*Problem statement*
Your answer should be the line containing "bumper and put a dot on each instance?" and each line after it through the end of the data below, repeated exactly.

** Source records follows **

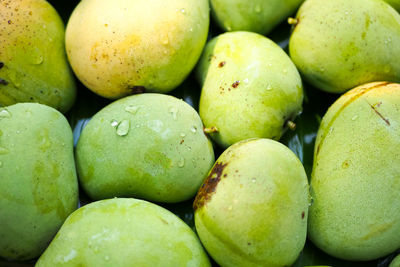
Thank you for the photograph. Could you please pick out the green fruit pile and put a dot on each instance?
(200, 133)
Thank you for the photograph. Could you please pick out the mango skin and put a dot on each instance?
(394, 3)
(124, 232)
(38, 182)
(259, 16)
(164, 156)
(34, 66)
(250, 88)
(340, 44)
(395, 262)
(252, 209)
(355, 181)
(130, 46)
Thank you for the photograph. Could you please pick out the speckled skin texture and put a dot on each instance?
(126, 45)
(38, 182)
(395, 262)
(250, 88)
(252, 209)
(33, 62)
(356, 175)
(158, 151)
(259, 16)
(340, 44)
(395, 4)
(124, 232)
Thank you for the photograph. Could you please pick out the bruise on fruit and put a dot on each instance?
(137, 89)
(348, 102)
(209, 186)
(378, 113)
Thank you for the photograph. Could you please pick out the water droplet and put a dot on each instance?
(174, 112)
(311, 202)
(4, 150)
(36, 56)
(132, 109)
(114, 123)
(123, 128)
(181, 163)
(5, 114)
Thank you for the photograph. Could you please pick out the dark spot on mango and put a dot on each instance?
(137, 89)
(209, 186)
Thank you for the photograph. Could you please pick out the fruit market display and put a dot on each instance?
(200, 133)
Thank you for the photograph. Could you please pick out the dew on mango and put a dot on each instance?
(123, 128)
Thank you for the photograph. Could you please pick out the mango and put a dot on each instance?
(340, 44)
(252, 209)
(149, 146)
(259, 16)
(124, 232)
(128, 47)
(355, 181)
(250, 88)
(38, 182)
(33, 62)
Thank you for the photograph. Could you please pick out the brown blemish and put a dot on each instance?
(208, 188)
(236, 84)
(3, 82)
(378, 113)
(137, 89)
(348, 102)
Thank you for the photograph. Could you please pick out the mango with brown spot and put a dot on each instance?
(124, 232)
(38, 182)
(356, 175)
(252, 209)
(127, 47)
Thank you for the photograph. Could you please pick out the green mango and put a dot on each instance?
(395, 262)
(340, 44)
(33, 63)
(355, 181)
(259, 16)
(394, 3)
(124, 232)
(128, 47)
(252, 209)
(149, 146)
(250, 88)
(38, 183)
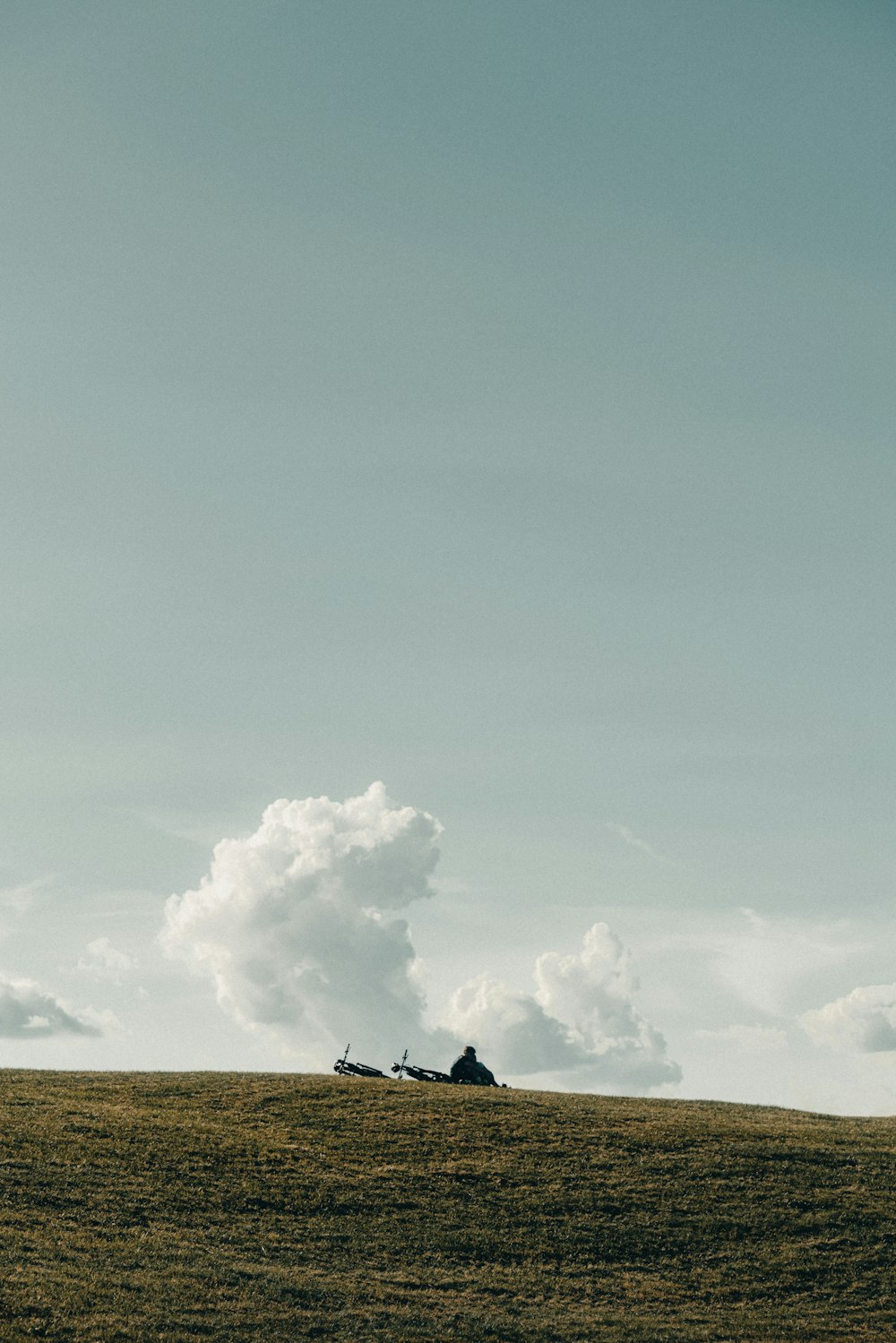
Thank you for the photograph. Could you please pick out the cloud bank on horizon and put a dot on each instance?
(863, 1020)
(297, 928)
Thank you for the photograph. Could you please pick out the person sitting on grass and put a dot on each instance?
(469, 1069)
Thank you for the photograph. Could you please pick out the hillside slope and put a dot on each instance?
(246, 1206)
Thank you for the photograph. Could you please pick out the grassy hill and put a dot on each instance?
(231, 1206)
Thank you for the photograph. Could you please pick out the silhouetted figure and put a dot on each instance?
(469, 1069)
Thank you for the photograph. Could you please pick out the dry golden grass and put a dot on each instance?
(223, 1206)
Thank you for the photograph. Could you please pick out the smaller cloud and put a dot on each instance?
(863, 1020)
(102, 960)
(27, 1012)
(579, 1022)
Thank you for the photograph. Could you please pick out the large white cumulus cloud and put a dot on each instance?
(297, 928)
(863, 1020)
(579, 1022)
(295, 923)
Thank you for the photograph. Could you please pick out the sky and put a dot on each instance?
(446, 525)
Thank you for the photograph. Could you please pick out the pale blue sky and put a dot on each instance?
(495, 399)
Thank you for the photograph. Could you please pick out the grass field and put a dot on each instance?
(246, 1206)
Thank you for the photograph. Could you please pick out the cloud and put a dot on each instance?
(27, 1012)
(102, 960)
(863, 1020)
(296, 925)
(634, 841)
(297, 928)
(579, 1022)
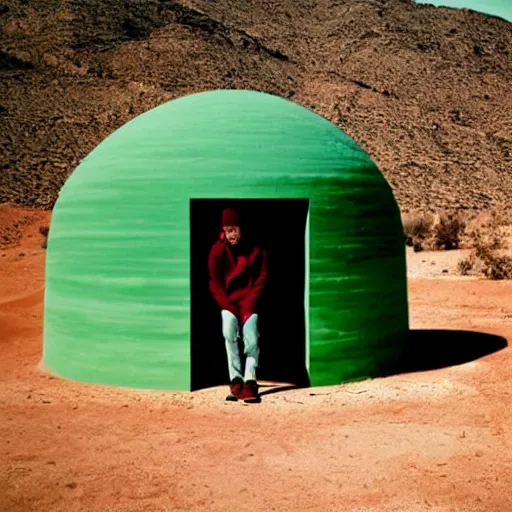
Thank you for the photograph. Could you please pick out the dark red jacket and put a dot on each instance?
(238, 275)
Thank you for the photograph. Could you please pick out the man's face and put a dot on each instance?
(233, 234)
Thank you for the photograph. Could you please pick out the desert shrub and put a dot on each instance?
(466, 265)
(448, 232)
(417, 229)
(486, 256)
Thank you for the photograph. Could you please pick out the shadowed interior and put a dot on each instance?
(280, 226)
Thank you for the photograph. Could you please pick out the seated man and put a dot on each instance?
(238, 274)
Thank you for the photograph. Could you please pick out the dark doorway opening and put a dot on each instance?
(280, 226)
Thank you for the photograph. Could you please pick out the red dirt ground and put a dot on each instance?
(437, 441)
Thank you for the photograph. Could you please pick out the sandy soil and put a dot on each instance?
(437, 441)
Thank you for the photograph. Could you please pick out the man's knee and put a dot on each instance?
(229, 326)
(251, 335)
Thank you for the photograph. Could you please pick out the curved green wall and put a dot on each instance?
(117, 304)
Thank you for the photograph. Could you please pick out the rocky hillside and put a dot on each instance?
(426, 91)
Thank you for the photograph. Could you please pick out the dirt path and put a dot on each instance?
(436, 441)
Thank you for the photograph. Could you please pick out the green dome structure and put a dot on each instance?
(127, 301)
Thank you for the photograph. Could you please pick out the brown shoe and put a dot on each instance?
(236, 388)
(250, 393)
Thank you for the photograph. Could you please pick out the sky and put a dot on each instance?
(501, 8)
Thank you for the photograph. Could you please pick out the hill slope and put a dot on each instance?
(426, 91)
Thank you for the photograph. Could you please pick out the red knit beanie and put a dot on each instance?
(230, 217)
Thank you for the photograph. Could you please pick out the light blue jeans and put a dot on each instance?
(230, 331)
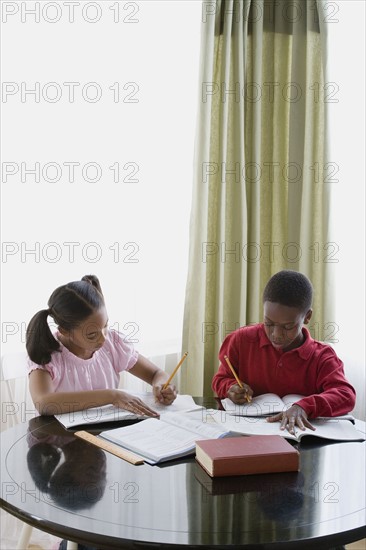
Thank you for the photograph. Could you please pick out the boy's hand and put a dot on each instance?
(240, 395)
(165, 397)
(294, 416)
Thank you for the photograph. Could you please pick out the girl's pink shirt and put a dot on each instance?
(102, 371)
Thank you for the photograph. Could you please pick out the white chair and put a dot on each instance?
(17, 406)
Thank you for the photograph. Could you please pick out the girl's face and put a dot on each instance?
(283, 325)
(88, 336)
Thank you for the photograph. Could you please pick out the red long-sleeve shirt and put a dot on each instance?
(312, 370)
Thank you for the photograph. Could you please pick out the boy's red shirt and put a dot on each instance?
(312, 370)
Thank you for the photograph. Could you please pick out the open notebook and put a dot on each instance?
(340, 428)
(173, 436)
(109, 413)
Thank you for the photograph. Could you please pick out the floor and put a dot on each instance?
(11, 527)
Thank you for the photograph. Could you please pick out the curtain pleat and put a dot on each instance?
(260, 199)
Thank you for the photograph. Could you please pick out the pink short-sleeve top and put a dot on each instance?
(71, 373)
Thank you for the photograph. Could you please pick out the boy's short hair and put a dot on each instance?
(289, 288)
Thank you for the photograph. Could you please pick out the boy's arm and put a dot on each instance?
(224, 379)
(336, 395)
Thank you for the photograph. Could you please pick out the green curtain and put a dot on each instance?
(261, 193)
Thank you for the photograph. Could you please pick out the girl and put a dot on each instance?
(78, 367)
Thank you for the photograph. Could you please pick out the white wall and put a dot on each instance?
(134, 75)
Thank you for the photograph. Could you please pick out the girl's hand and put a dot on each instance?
(294, 416)
(165, 397)
(131, 403)
(239, 395)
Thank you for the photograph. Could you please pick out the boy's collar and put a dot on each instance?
(304, 350)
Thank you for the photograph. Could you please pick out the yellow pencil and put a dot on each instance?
(174, 371)
(247, 397)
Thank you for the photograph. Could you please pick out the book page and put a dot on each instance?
(95, 415)
(182, 403)
(159, 440)
(335, 429)
(261, 405)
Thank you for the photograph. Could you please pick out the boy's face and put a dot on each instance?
(283, 325)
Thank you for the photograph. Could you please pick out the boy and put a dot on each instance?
(279, 356)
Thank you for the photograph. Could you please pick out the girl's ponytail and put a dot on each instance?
(40, 342)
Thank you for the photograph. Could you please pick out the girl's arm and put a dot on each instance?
(49, 402)
(150, 373)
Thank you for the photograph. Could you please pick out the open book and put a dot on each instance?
(261, 405)
(109, 413)
(338, 428)
(173, 436)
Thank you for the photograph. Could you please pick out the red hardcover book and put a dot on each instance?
(256, 454)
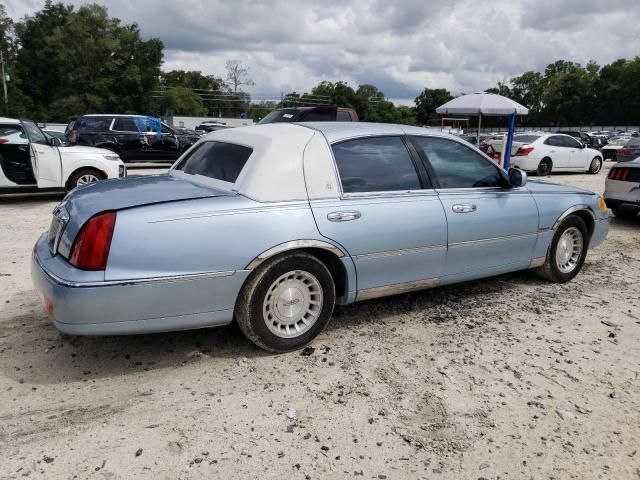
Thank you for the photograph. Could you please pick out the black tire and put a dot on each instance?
(251, 314)
(76, 179)
(627, 212)
(544, 167)
(550, 270)
(595, 166)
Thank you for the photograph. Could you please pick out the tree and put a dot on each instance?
(428, 101)
(237, 75)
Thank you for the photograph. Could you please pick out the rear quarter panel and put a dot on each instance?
(202, 236)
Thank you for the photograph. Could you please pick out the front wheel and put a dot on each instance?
(286, 302)
(567, 251)
(85, 176)
(595, 166)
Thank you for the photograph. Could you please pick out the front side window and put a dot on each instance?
(125, 124)
(34, 133)
(377, 164)
(218, 160)
(458, 166)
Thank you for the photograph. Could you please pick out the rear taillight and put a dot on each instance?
(91, 247)
(619, 174)
(522, 151)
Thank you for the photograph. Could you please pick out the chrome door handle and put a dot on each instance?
(466, 208)
(343, 216)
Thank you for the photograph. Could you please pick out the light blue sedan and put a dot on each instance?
(273, 225)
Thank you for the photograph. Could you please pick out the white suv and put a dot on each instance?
(30, 160)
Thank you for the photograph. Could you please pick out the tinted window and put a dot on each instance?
(571, 142)
(315, 115)
(525, 138)
(343, 116)
(457, 166)
(222, 161)
(34, 133)
(379, 164)
(11, 133)
(125, 124)
(554, 141)
(92, 124)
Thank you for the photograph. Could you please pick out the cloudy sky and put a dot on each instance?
(400, 46)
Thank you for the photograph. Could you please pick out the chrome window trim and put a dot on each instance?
(404, 251)
(294, 245)
(135, 281)
(398, 288)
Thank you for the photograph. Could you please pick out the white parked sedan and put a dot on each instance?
(546, 152)
(29, 160)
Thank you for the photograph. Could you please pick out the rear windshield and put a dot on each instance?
(222, 161)
(11, 133)
(525, 138)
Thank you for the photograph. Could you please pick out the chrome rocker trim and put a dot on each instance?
(294, 245)
(398, 288)
(135, 281)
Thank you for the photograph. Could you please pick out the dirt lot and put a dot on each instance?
(509, 377)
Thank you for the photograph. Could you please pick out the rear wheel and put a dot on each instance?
(567, 252)
(595, 166)
(544, 167)
(286, 302)
(625, 211)
(85, 176)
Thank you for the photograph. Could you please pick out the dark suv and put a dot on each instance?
(136, 138)
(311, 114)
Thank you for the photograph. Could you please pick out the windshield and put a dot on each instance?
(279, 116)
(218, 160)
(525, 138)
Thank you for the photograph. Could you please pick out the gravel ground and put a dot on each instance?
(508, 377)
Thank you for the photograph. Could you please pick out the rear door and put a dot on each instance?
(46, 162)
(491, 228)
(387, 217)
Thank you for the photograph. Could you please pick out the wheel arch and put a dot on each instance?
(329, 254)
(582, 211)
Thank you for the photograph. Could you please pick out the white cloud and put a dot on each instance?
(401, 47)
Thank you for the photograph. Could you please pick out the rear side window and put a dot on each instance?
(458, 166)
(125, 124)
(92, 124)
(343, 116)
(218, 160)
(379, 164)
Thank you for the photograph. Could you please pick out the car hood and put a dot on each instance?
(85, 201)
(82, 150)
(541, 186)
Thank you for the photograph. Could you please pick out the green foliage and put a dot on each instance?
(428, 101)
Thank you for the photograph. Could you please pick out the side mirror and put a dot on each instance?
(517, 177)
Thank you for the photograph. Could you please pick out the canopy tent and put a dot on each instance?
(487, 104)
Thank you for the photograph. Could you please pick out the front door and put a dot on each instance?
(46, 162)
(492, 228)
(388, 218)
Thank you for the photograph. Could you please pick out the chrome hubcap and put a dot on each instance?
(569, 250)
(87, 178)
(293, 304)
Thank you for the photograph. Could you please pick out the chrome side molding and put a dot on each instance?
(294, 245)
(398, 288)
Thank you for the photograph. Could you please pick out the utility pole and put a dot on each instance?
(4, 79)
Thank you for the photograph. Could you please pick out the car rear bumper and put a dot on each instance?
(131, 307)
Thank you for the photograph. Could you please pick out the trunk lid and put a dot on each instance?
(85, 201)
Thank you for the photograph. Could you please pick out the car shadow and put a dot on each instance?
(34, 352)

** End of Source records **

*Final answer*
Thank you for the photograph. Could you please pick out the car rear bumper and put a dot on each instance?
(131, 307)
Thank you for the photograph. Could you please pick out the trunk lid and put a dot on each instance?
(85, 201)
Thank you for the photograph. Could you please pick out the car shadow and put a dot on each instance?
(34, 352)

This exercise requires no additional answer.